• **Record excerpts**
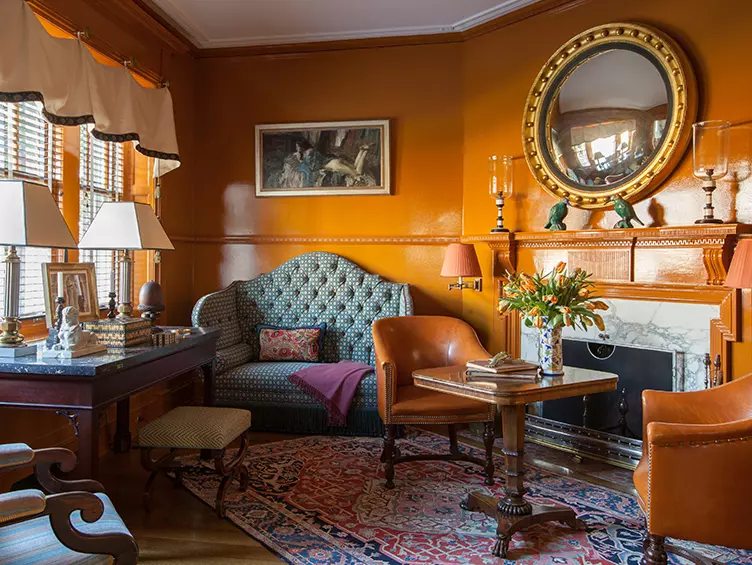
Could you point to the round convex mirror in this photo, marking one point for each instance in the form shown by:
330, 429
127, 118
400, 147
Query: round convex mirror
609, 114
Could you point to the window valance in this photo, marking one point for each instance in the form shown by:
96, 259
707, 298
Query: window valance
76, 89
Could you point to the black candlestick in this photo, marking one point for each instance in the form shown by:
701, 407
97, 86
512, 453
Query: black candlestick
111, 304
59, 313
499, 214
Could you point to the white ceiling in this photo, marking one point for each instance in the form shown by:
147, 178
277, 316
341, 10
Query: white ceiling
237, 23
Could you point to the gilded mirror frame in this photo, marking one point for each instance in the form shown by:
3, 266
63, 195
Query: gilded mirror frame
683, 111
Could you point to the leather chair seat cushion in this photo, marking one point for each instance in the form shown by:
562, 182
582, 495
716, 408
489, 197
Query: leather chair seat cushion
640, 479
419, 402
33, 542
267, 383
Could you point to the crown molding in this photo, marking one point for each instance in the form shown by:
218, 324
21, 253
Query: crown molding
507, 12
506, 7
318, 240
202, 41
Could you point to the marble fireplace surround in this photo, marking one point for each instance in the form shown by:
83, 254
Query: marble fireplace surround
683, 329
665, 285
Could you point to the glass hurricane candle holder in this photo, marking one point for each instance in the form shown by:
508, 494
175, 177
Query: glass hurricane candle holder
710, 151
500, 181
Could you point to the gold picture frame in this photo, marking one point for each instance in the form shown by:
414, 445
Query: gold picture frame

• **Exercise description**
Rewrite all of the material above, changing every "in this photo" to "in this image" and leaving everything else unchanged. Omit the picture from your answer.

• **Result of the exercise**
Could you point to the round convex mirror in this image, marking one point for each instance in the form shown by:
330, 429
127, 118
400, 147
Query: round convex mirror
609, 114
Could you point to the window valance in this image, marking one point for each instance in the form shown by:
96, 259
707, 298
Query: window valance
76, 89
Could you point to the black candlestick in this image, marking one point for each instance in the form shown by:
701, 407
97, 86
512, 453
Query: black candlestick
111, 304
59, 313
499, 214
Could you point to the white ceiling in this image, marking one point for each instance in the form shown by:
147, 178
277, 316
341, 10
Query: white ceiling
237, 23
Could you point to the gilded mirror frame in this image, marking one point for each instance in the form shown by:
3, 266
63, 195
Query: gilded mirror frame
683, 111
Could you point to the leather chair seat cushion in this image, marking one point for each instance in the form shown by:
562, 182
582, 495
716, 408
489, 197
Query: leather chair seat cushion
640, 479
419, 402
33, 542
267, 383
Could you point to the crown molding in this image, marking one point for each instance in the form shown by:
218, 324
21, 253
Query: crown molding
507, 12
506, 7
318, 240
202, 41
Could you point to the marble fireplace surround in this image, marking one point for each instance in the form shown by:
83, 254
Query: marble fireplace surround
683, 329
665, 285
Could you point to the glass hurricane candle holder in this image, marking one point for each instance in the form shown by:
508, 494
175, 177
Query: glass hurricane candle holder
710, 151
500, 181
Could you point to the gold picture frame in this image, marking one point for each instance in the form shown by:
414, 445
Query: gold picture frame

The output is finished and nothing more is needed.